§ Exercise set:
[1] In the meteorite article, at about what temperature did the globules form?
[2] Can you repeat, word for word, the part of the meteorite article that opens with the words containing "Indeed, Nakamura-Messenger's team's" and closes with "form the solar system."?

§ Text section:
+++++

Meteorite pre-dates solar system

When the Tagish Lake meteorite crashed to Earth six years ago, researchers suspected that it could provide one more clue to the origin of life, but instruments were not yet sophisticated enough to confirm a connection. That connection could soon turn up, as a team of NASA researchers recently reported finding organic material in the meteorite fragments that pre-dates the solar system.

Researchers have long speculated that comets and meteorites could have brought the basic ingredients of life to ancient Earth, especially some important simple organic molecules such as amino acids. Organic materials, such as those found by the NASA team, might have played some role in the pre-biotic development of early life, the team reported Dec. 1 in Science. "We may be one step closer to knowing where our ancestors came from," says Keiko Nakamura-Messenger of NASA's Johnson Space Center, and lead author of the new study.

The Tagish Lake meteorite — the black rock shown at right, next to the hammer for scale crash-landed on the frozen British Columbia lake in 2000. New research suggests that the meteorite pre-dates our solar system. Images are copyright of the University of Western Ontario and the University of Calgary.

The meteorite, which landed in British Columbia in 2000, contains tiny hollow globules whose carbon-rich shells may have been containers for early organic molecules. Although the existence of globules is not news — they were recognized several years ago — it wasn't until last year that NASA had instruments powerful enough to analyze the globules' nanometer-thin walls, and until now, their composition and origin remained unknown.

The team's recent analysis revealed that the isotopic signature of these walls, or rinds, is very different from what we find in our solar system. The rinds are composed largely of carbon, but also contain hydrogen, nitrogen and deuterium. Their unusual isotopic signature "immediately identifies this material as not being of solar system origin," says Peter Brown, a meteor physicist at the University of Western Ontario, who co-authored the first Tagish Lake meteorite Science paper in 2000. "It's not homogenized with the rest of the isotopic soup of the early solar system," he says.

"If you started sampling birds, and trees, and people, and organic slime at the bottom of the ocean, you would get a certain range of carbon, hydrogen and nitrogen ratios," says Alan Hildebrand, a planetary scientist at the University of Calgary, and a co-author on the 2000 Science paper. "And that's all you would find, so the fact that [Tagish has] different isotope ratios tells us that the material came from somewhere else: It can't be terrestrial in origin."

Indeed, Nakamura-Messenger's team's research on isotopic ratios showed that the globules formed at about negative 260 degrees Celsius, near absolute zero. Such extreme conditions have never occurred on Earth or anywhere in its neighborhood in the history of the solar system, Nakamura-Messenger says. For this reason, she suggests that the meteorite's material originated either in the Kuiper Belt — the family of bodies orbiting beyond Neptune — or more likely, in the molecular dust cloud that would later collapse to form the solar system.

But how that organic material came to exist on a meteorite on Earth is another question. Scientists suggest that when ice grains in molecular clouds get close to a young, hot star, the star's ultraviolet radiation changes the ice into an organic substance. During solar system formation, the globules were incorporated into small structures, which then stuck together to form asteroids, planets and in some cases, the rocks that would eventually crash to Earth as meteorites.

+++++

§ Information shown:

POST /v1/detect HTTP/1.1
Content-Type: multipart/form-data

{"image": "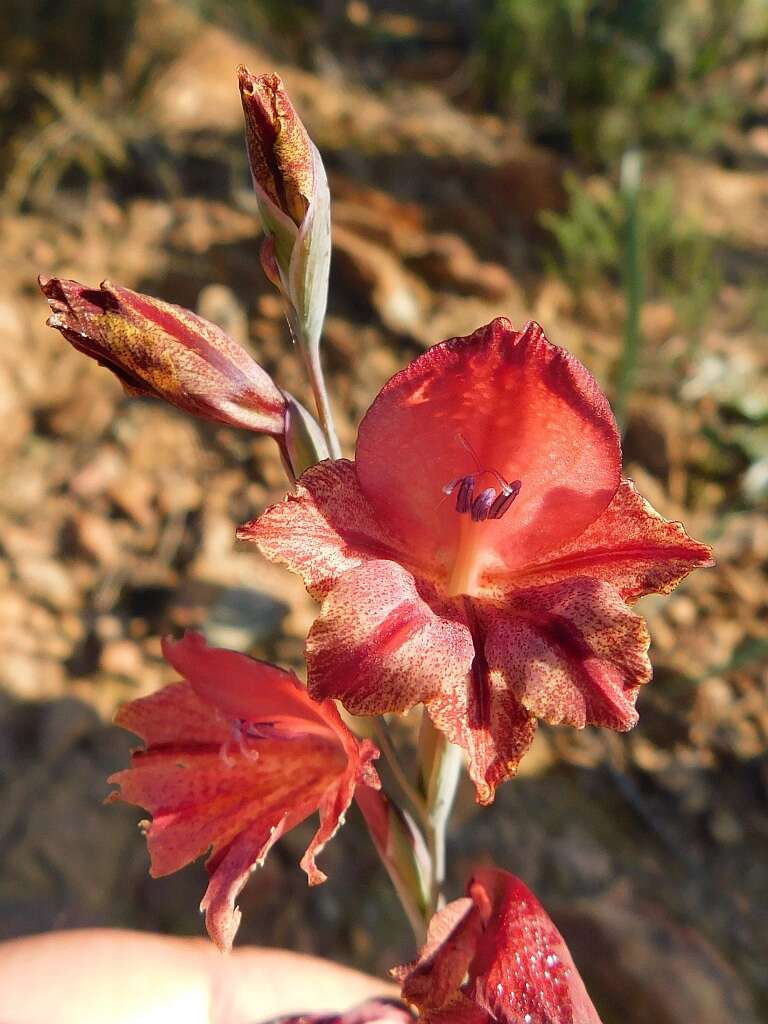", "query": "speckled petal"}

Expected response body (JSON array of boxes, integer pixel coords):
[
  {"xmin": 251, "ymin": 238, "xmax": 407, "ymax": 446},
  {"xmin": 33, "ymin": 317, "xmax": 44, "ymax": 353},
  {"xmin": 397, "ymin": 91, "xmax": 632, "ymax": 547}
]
[
  {"xmin": 238, "ymin": 459, "xmax": 409, "ymax": 599},
  {"xmin": 392, "ymin": 868, "xmax": 600, "ymax": 1024},
  {"xmin": 464, "ymin": 868, "xmax": 600, "ymax": 1024},
  {"xmin": 306, "ymin": 561, "xmax": 473, "ymax": 715},
  {"xmin": 426, "ymin": 652, "xmax": 536, "ymax": 804}
]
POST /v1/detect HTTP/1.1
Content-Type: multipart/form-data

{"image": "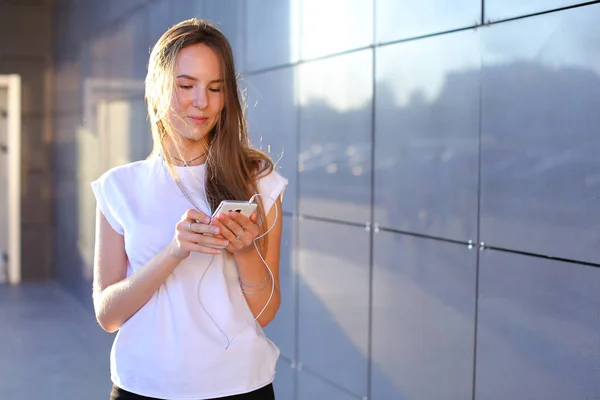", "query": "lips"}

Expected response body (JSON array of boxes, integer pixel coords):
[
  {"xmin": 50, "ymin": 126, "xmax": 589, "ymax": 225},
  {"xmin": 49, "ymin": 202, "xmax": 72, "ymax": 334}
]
[{"xmin": 188, "ymin": 117, "xmax": 208, "ymax": 124}]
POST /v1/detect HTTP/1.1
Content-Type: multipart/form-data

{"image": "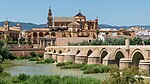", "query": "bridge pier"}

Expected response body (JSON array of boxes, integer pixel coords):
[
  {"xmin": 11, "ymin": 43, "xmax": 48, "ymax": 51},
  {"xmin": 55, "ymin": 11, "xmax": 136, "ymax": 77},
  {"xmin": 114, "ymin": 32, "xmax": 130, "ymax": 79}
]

+++++

§ Task solutions:
[1] About negative 260 degrees Celsius, near absolute zero.

[2]
Indeed, Nakamura-Messenger's team's research on isotopic ratios showed that the globules formed at about negative 260 degrees Celsius, near absolute zero. Such extreme conditions have never occurred on Earth or anywhere in its neighborhood in the history of the solar system, Nakamura-Messenger says. For this reason, she suggests that the meteorite's material originated either in the Kuiper Belt — the family of bodies orbiting beyond Neptune — or more likely, in the molecular dust cloud that would later collapse to form the solar system.